— Work to complete —
Going through the data below, find how many lines include the word "glass", and reply with that number alone.

Saved entries:
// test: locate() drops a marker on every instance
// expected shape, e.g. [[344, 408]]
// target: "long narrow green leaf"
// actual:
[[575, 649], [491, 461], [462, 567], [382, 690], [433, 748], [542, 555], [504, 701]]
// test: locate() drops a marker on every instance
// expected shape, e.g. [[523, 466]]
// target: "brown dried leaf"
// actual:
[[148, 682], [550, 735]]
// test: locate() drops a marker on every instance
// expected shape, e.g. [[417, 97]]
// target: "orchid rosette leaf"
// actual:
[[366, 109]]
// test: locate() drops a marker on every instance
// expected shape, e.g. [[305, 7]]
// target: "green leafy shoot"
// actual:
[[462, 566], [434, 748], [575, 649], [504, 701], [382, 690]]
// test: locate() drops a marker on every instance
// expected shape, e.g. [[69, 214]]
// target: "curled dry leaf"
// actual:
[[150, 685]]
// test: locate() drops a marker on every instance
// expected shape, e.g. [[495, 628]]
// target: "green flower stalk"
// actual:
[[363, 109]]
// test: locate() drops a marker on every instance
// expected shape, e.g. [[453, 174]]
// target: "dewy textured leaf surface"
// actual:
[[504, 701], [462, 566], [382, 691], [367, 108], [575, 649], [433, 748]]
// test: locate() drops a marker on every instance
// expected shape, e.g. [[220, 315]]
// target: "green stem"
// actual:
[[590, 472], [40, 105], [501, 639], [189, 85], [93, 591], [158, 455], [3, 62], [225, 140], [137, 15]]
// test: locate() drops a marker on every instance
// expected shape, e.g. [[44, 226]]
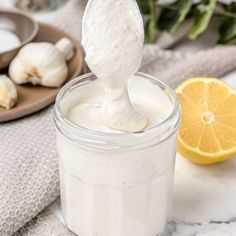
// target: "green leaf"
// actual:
[[227, 31], [202, 18], [230, 7], [173, 15], [151, 26]]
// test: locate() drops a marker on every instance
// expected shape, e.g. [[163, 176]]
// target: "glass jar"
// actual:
[[115, 184]]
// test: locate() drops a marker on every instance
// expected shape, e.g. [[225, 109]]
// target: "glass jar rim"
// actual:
[[60, 116]]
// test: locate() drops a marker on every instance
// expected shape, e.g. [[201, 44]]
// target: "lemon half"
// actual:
[[208, 131]]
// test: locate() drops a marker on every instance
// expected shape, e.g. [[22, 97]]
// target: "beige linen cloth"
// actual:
[[28, 161]]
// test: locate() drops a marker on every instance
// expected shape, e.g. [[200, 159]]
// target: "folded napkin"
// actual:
[[28, 162]]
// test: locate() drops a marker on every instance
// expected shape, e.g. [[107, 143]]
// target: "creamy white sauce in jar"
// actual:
[[116, 132]]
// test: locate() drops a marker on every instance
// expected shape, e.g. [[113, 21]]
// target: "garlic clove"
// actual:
[[66, 47], [41, 64], [8, 92]]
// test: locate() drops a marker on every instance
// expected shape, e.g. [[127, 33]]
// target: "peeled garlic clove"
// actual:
[[42, 63], [65, 46], [8, 92]]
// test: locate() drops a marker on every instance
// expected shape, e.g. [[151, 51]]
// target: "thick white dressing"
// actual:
[[113, 37]]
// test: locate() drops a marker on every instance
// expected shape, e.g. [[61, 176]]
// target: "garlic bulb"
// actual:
[[8, 92], [42, 63]]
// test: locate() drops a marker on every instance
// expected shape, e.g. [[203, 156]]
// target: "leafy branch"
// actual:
[[170, 17]]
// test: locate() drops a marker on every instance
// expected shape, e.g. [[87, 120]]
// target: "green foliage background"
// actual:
[[173, 15]]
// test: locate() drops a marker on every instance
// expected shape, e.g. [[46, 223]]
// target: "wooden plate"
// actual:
[[33, 98]]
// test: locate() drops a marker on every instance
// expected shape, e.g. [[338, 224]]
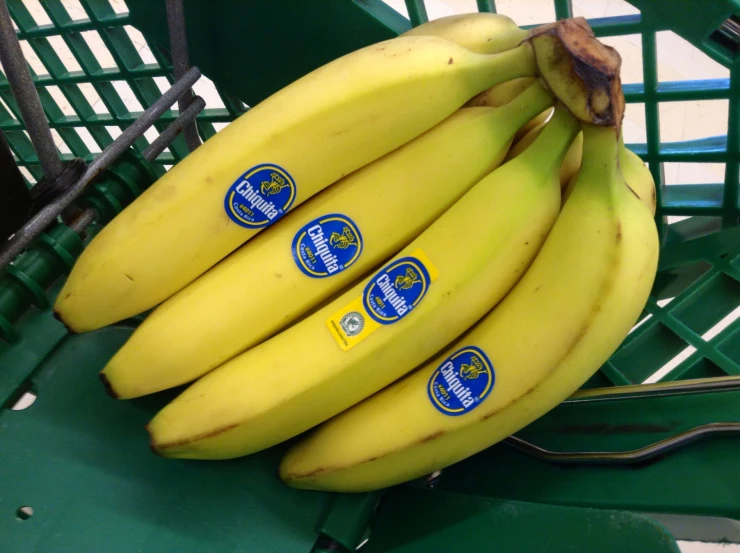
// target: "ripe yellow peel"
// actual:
[[219, 315], [320, 128], [480, 247], [543, 342], [571, 162]]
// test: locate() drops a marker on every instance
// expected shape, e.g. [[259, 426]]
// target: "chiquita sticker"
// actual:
[[327, 245], [396, 290], [260, 196], [461, 382], [392, 293]]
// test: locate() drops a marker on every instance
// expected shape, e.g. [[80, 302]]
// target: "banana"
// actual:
[[276, 277], [571, 162], [320, 128], [635, 172], [568, 313], [638, 176], [433, 290], [484, 33]]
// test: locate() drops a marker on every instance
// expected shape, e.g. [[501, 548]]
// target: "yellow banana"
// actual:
[[433, 290], [324, 245], [635, 172], [568, 313], [571, 162], [320, 128], [484, 33]]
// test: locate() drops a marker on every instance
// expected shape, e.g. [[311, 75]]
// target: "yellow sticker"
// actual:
[[392, 293]]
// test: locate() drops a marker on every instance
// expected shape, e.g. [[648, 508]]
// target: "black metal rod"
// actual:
[[46, 216], [24, 91], [182, 123], [181, 62], [627, 457]]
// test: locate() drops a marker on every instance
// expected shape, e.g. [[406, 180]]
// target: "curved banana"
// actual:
[[636, 174], [485, 33], [571, 162], [320, 128], [530, 353], [283, 273], [433, 290]]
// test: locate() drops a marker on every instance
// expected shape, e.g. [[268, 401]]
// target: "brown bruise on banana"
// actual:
[[569, 56]]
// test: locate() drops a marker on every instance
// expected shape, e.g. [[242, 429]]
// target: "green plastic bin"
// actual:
[[76, 473]]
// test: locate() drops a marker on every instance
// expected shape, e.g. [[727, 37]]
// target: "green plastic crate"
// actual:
[[75, 470]]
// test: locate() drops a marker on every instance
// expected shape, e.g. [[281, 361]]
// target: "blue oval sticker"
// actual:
[[461, 382], [327, 245], [260, 196], [395, 290]]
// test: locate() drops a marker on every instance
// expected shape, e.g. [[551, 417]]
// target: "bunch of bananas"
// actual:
[[485, 225]]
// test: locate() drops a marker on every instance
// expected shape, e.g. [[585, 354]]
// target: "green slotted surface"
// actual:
[[81, 460]]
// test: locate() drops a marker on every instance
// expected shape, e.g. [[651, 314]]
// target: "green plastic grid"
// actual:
[[130, 69]]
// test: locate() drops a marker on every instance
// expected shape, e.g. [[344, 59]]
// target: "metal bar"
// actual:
[[181, 62], [49, 213], [181, 124], [88, 216], [25, 94], [631, 457]]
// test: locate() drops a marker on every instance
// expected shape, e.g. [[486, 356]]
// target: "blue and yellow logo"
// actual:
[[461, 382], [327, 245], [260, 196], [396, 289]]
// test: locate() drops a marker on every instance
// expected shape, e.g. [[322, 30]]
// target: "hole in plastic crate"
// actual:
[[59, 142], [713, 332], [93, 98], [670, 366], [74, 9], [101, 53], [60, 100], [25, 401], [728, 34], [24, 513], [679, 60], [37, 12], [114, 132], [681, 121], [630, 48], [27, 174], [634, 127], [649, 349], [694, 173], [65, 54], [4, 106], [711, 308], [612, 8], [119, 6], [205, 88], [33, 60], [87, 138], [127, 96], [641, 322], [399, 6]]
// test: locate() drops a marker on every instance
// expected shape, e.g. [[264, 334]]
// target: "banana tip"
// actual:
[[108, 388]]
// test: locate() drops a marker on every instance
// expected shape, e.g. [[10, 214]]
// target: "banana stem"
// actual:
[[550, 147], [531, 102]]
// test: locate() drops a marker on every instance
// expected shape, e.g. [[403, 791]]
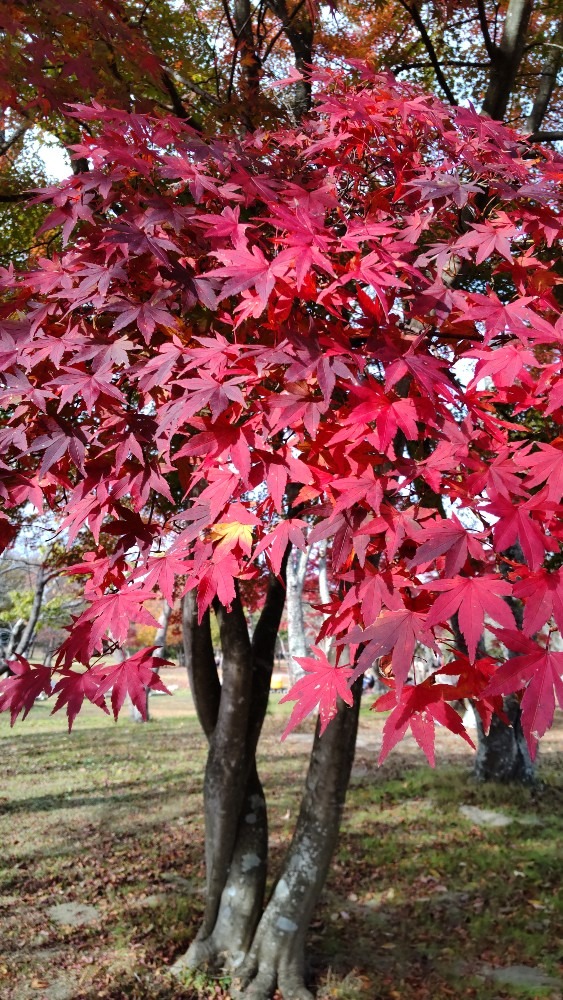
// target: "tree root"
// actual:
[[260, 983]]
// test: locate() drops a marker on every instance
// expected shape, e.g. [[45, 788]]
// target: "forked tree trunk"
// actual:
[[266, 947]]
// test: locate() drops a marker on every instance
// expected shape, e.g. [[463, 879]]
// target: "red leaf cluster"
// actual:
[[361, 313]]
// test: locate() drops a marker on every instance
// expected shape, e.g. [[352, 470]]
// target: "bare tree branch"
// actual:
[[428, 45], [489, 44]]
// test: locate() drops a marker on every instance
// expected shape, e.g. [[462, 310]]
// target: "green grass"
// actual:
[[418, 899]]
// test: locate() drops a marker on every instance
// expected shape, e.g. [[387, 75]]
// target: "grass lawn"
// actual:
[[422, 903]]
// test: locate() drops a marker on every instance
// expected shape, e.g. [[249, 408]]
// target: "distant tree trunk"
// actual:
[[160, 645], [264, 947], [547, 82], [296, 638], [502, 753], [506, 58], [23, 632]]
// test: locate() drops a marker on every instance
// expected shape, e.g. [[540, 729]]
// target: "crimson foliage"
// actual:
[[364, 308]]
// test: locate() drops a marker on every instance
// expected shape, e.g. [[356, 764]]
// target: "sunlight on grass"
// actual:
[[419, 898]]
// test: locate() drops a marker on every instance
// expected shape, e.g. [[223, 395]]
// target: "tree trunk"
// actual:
[[502, 752], [299, 31], [231, 715], [250, 63], [277, 956], [547, 81], [296, 639]]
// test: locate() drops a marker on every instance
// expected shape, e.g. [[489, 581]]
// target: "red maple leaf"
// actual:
[[542, 593], [447, 536], [322, 685]]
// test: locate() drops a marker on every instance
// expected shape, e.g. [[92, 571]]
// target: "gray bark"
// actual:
[[506, 58], [548, 79], [296, 639], [502, 753], [299, 32], [277, 956]]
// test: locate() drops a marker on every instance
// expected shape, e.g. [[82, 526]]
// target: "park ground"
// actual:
[[102, 879]]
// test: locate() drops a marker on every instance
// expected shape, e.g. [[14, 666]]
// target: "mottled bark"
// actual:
[[277, 956], [502, 752], [250, 62], [232, 714]]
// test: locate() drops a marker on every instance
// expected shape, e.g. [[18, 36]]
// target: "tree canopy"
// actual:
[[354, 323]]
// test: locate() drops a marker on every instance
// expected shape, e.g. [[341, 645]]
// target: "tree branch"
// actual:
[[428, 45], [507, 58]]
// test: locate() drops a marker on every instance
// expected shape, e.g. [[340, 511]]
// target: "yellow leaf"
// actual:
[[231, 533]]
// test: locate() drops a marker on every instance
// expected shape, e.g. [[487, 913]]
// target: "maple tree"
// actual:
[[248, 337]]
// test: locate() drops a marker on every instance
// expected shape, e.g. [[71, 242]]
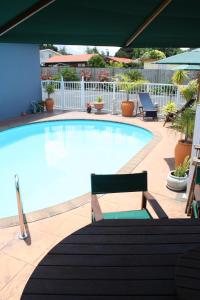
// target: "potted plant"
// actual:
[[49, 102], [99, 103], [177, 179], [88, 107], [184, 123], [127, 82]]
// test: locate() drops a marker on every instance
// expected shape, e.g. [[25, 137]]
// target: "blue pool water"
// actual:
[[54, 160]]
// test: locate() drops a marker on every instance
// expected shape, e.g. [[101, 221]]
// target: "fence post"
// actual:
[[114, 99], [23, 234], [178, 97], [82, 93], [147, 87], [62, 88]]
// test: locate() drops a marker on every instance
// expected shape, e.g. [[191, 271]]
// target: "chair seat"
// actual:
[[132, 214]]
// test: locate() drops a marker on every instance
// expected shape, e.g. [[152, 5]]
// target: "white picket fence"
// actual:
[[75, 95]]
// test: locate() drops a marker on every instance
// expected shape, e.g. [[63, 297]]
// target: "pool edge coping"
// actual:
[[85, 198]]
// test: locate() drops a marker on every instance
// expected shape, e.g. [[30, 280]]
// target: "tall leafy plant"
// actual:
[[179, 77], [184, 123]]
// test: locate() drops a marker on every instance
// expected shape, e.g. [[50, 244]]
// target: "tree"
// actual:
[[124, 52], [139, 52], [96, 61], [69, 74], [171, 51], [179, 77], [63, 51], [91, 50], [48, 46], [154, 54]]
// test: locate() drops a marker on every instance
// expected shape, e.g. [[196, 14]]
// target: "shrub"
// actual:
[[182, 169], [96, 61], [190, 90], [184, 123], [170, 107], [134, 75], [86, 74], [103, 76], [179, 77], [49, 88], [69, 74], [154, 54]]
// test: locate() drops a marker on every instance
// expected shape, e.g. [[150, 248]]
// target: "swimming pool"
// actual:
[[54, 159]]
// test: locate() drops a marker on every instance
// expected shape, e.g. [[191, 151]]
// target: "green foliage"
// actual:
[[190, 90], [56, 77], [96, 61], [134, 75], [48, 46], [63, 51], [154, 54], [138, 52], [171, 51], [115, 64], [99, 99], [91, 50], [69, 74], [182, 169], [179, 77], [49, 89], [184, 123], [170, 107], [124, 52]]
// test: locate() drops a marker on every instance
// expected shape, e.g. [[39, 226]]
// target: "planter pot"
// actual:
[[127, 108], [175, 183], [99, 106], [182, 149], [49, 104]]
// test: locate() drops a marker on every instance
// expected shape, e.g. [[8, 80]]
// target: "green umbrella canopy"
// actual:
[[189, 58], [92, 22]]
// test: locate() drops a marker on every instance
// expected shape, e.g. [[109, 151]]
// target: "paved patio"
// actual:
[[19, 258]]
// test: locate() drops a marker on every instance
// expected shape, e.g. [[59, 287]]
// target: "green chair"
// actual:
[[195, 212], [121, 183]]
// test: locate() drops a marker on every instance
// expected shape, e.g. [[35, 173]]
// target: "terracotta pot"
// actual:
[[98, 105], [175, 183], [182, 149], [49, 104], [127, 108]]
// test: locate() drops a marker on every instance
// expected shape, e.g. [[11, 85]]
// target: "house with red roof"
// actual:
[[69, 60], [82, 60], [122, 60]]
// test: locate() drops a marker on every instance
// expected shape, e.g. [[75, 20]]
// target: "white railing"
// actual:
[[74, 95]]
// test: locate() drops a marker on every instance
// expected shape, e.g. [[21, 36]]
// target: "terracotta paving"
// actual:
[[19, 258]]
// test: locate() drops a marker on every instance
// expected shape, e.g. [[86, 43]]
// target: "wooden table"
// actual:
[[115, 260]]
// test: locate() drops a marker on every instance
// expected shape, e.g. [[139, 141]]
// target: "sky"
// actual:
[[81, 49]]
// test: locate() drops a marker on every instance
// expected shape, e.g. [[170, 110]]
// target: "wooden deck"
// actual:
[[115, 260]]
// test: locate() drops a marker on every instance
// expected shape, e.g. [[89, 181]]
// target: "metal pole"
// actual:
[[22, 235]]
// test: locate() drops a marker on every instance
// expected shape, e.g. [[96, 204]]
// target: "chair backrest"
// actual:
[[146, 101], [186, 105], [118, 183]]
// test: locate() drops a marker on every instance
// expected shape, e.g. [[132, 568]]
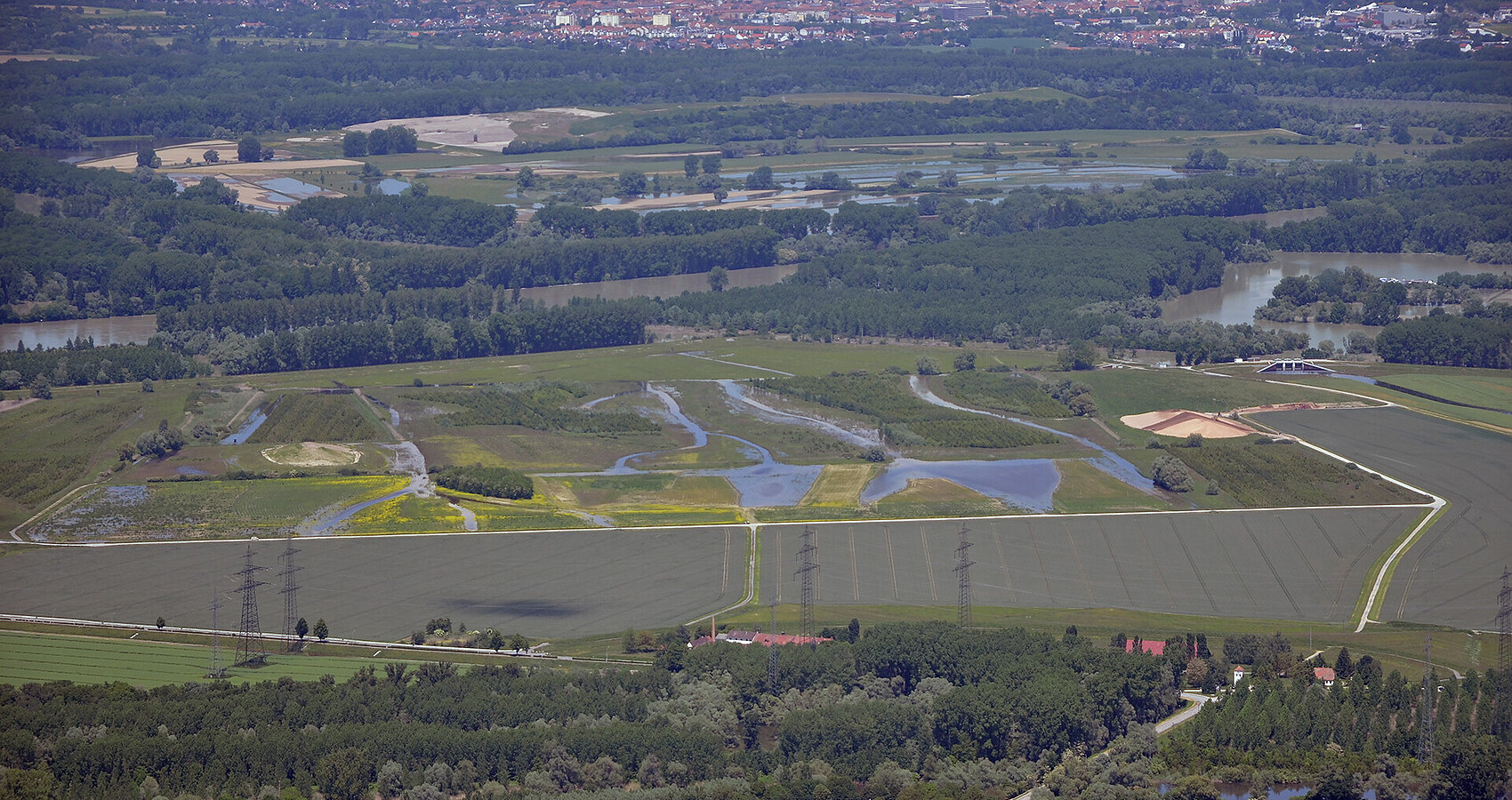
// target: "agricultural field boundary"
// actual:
[[70, 622]]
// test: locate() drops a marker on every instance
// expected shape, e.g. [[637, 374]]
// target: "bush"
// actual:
[[490, 481], [1170, 474]]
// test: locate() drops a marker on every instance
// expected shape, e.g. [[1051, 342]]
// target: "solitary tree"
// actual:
[[719, 278]]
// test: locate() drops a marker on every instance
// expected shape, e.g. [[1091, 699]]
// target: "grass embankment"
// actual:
[[1266, 476], [205, 508], [1086, 489], [300, 416], [58, 444]]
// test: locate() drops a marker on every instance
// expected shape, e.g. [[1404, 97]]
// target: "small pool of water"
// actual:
[[292, 188], [1024, 483], [248, 428]]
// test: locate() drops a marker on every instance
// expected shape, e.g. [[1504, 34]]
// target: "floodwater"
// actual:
[[248, 428], [1108, 461], [1250, 286], [1024, 483], [291, 188], [112, 330]]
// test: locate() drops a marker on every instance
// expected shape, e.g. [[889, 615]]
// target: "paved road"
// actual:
[[1453, 573]]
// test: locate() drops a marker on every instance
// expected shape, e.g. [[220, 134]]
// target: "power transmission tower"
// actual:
[[808, 571], [963, 578], [250, 637], [1505, 622], [771, 657], [289, 588], [216, 670], [1426, 707]]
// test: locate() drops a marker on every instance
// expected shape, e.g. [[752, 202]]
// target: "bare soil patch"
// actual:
[[1183, 422], [312, 454]]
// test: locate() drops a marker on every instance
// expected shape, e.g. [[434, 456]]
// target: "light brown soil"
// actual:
[[1181, 422]]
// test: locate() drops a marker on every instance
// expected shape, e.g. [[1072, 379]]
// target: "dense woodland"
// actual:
[[907, 711], [201, 90]]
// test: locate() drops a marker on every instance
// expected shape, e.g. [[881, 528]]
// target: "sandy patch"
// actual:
[[313, 454], [173, 156], [736, 200], [1181, 422], [479, 131], [6, 405]]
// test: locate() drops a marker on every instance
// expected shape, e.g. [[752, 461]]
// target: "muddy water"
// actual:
[[1250, 286], [112, 330]]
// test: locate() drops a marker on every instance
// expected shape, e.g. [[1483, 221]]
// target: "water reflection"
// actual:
[[1250, 286]]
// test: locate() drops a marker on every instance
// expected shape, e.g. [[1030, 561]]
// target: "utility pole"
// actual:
[[250, 636], [963, 580], [808, 571]]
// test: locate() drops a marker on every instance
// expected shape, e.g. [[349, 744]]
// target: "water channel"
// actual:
[[112, 330], [1248, 286]]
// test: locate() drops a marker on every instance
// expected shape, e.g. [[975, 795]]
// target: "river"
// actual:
[[1248, 286], [112, 330]]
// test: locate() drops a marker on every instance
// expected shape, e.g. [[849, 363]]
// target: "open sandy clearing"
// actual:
[[312, 454], [194, 151], [477, 131], [1181, 422]]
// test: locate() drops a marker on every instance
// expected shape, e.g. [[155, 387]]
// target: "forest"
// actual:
[[902, 705], [912, 711], [203, 90]]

— Response below —
2